▶ Текст для чтения:
────────────────

Тем самым революционная сторона гегелевской философии была восстановлена и одновременно освобождена от тех идеалистических оболочек, которые у Гегеля затрудняли ее последовательное проведение. Великая основная мысль, — что мир состоит не из готовых, законченных предметов, а представляет собой совокупность процессов, в которой предметы, кажущиеся неизменными, равно как и делаемые головой мысленные их снимки, понятия, находятся в беспрерывном изменении, то возникают, то уничтожаются, причем поступательное развитие, при всей кажущейся случайности и вопреки временным отливам, в конечном счете прокладывает себе путь, — эта великая основная мысль со времени Гегеля до такой степени вошла в общее сознание, что едва ли кто-нибудь станет оспаривать ее в ее общем виде. Но одно дело признавать ее на словах, другое дело — применять ее в каждом отдельном случае и в каждой данной области исследования. Если же мы при исследовании постоянно исходим из этой точки зрения, то для нас раз навсегда утрачивает всякий смысл требование окончательных решений и вечных истин; мы никогда не забываем, что все приобретаемые нами знания по необходимости ограничены и обусловлены теми обстоятельствами, при которых мы их приобретаем. Вместе с тем нам уже не могут больше внушать почтение такие непреодолимые для старой, но все еще весьма распространенной метафизики противоположности, как противоположности истины и заблуждения, добра и зла, тождества и различия, необходимости и случайности. Мы знаем, что эти противоположности имеют лишь относительное значение: то, что ныне признается истиной, имеет свою ошибочную сторону, которая теперь скрыта, но со временем выступит наружу; и совершенно так же то, что признано теперь заблуждением, имеет истинную сторону, в силу которой оно прежде могло считаться истиной; то, что утверждается как необходимое, слагается из чистых случайностей, а то, что считается случайным, представляет собой форму, за которой скрывается необходимость, и т. д.

Старый метод исследования и мышления, который Гегель называет «метафизическим», который имел дело преимущественно с предметами как с чем-то законченным и неизменным и остатки которого до сих пор еще крепко сидят в головах, имел в свое время великое историческое оправдание. Надо было исследовать предметы, прежде чем можно было приступить к исследованию процессов. Надо сначала знать, что такое данный предмет, чтобы можно было заняться теми изменениями, которые с ним происходят. Так именно и обстояло дело в естественных науках. Старая метафизика, считавшая предметы законченными, выросла из такого естествознания, которое изучало предметы неживой и живой природы как нечто законченное. Когда же это изучение отдельных предметов подвинулось настолько далеко, что можно было сделать решительный шаг вперед, то есть перейти к систематическому исследованию тех изменений, которые происходят с этими предметами в самой природе, тогда и в философской области пробил смертный час старой метафизики. И в самом деле, если до конца прошлого столетия естествознание было преимущественно собирающей наукой, наукой о законченных предметах, то в нашем веке оно стало в сущности упорядочивающей наукой, наукой о процессах, о происхождении и развитии этих предметов и о связи, соединяющей эти процессы природы в одно великое целое. Физиология, которая исследует процессы в растительном и животном организме; эмбриология, изучающая развитие отдельного организма от зародышевого состояния до зрелости; геология, изучающая постепенное образование земной коры, — все эти науки суть детища нашего века.

────────────────

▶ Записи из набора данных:
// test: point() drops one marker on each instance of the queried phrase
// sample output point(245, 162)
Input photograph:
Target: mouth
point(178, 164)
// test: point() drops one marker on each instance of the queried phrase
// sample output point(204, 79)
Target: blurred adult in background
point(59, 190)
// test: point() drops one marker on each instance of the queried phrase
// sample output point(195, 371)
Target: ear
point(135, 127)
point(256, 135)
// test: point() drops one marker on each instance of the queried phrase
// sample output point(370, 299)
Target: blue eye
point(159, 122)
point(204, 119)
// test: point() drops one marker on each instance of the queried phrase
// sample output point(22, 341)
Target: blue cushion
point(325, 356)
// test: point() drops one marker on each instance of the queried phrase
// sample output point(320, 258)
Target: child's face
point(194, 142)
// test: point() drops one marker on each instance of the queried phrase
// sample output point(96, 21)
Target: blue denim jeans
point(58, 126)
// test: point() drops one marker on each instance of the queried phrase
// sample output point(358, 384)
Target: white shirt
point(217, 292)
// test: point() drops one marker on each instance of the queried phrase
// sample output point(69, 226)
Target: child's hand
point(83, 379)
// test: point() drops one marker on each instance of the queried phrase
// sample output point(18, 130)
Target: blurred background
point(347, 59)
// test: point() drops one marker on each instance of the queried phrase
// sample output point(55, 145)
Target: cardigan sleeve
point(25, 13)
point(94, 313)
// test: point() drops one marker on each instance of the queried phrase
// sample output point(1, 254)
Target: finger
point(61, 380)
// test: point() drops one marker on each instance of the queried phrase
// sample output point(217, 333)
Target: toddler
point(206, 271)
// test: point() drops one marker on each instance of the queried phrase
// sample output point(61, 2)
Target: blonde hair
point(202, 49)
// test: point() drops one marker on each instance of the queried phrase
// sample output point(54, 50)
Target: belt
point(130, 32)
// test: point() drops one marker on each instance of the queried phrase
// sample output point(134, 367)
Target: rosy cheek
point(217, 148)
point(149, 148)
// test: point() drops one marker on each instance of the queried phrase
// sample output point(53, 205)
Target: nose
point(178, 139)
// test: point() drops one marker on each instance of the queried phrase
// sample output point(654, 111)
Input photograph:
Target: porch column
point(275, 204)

────────────────

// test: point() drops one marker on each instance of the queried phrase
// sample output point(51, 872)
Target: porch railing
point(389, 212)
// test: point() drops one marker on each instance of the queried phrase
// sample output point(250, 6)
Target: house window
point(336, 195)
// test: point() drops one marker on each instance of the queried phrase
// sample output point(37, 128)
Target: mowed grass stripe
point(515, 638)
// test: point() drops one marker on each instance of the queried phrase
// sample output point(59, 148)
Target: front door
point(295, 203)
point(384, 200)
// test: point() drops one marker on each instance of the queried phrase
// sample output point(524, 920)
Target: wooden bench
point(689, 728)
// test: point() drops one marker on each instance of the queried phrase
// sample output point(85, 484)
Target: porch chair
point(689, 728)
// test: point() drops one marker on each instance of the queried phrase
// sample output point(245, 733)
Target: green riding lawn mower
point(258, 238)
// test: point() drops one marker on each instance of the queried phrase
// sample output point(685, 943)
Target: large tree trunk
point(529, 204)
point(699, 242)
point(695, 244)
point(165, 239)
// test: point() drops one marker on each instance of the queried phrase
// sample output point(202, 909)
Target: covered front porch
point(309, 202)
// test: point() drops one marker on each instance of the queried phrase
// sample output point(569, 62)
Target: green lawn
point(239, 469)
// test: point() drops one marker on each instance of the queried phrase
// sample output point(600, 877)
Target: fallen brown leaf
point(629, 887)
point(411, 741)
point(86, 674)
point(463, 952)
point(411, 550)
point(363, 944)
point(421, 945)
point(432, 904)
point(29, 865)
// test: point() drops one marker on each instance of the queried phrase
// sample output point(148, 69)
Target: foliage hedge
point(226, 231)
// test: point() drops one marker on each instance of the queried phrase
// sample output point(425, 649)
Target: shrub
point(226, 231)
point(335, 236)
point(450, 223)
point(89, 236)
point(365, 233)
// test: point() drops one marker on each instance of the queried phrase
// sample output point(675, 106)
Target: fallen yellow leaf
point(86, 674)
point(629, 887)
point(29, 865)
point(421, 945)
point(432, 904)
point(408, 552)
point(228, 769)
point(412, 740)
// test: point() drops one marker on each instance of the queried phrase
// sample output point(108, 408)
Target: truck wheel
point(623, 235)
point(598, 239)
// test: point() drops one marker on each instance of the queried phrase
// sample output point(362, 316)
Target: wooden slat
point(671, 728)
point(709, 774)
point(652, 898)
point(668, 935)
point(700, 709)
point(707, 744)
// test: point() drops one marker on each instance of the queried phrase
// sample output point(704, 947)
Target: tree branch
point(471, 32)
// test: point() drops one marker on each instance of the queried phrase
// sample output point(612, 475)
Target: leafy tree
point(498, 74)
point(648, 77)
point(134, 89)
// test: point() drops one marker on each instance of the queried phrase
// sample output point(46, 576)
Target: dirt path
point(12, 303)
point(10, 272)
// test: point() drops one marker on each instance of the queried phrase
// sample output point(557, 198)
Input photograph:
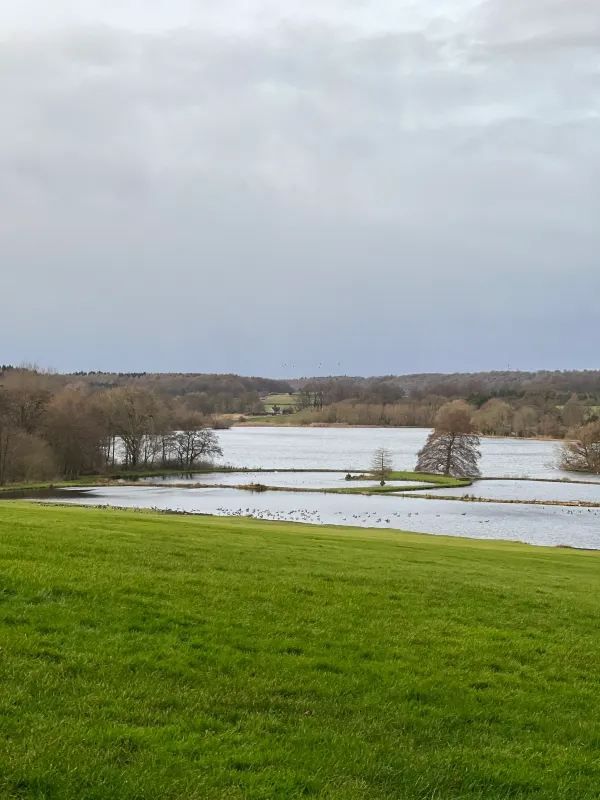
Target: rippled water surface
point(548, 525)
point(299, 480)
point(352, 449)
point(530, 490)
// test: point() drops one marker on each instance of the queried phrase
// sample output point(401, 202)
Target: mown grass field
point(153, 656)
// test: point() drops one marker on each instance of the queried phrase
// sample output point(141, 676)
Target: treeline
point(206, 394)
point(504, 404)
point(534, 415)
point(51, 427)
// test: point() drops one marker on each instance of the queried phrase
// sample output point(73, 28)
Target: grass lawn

────────────────

▶ Задание:
Определите, согласуется ли каждое утверждение с отрывком о гегелевской философии. Для каждого ответьте «да» или «нет» и приведите точную цитату, которая это решает.
1. Старая метафизика выросла из естествознания, изучавшего предметы как нечто законченное.
2. Старый метафизический метод не имел никакого исторического оправдания.
3. Геология названа детищем прошлого столетия.

▶ Ответ:
1. Да: «Старая метафизика, считавшая предметы законченными, выросла из такого естествознания, которое изучало предметы неживой и живой природы как нечто законченное».
2. Нет: «имел в свое время великое историческое оправдание».
3. Нет: «все эти науки суть детища нашего века».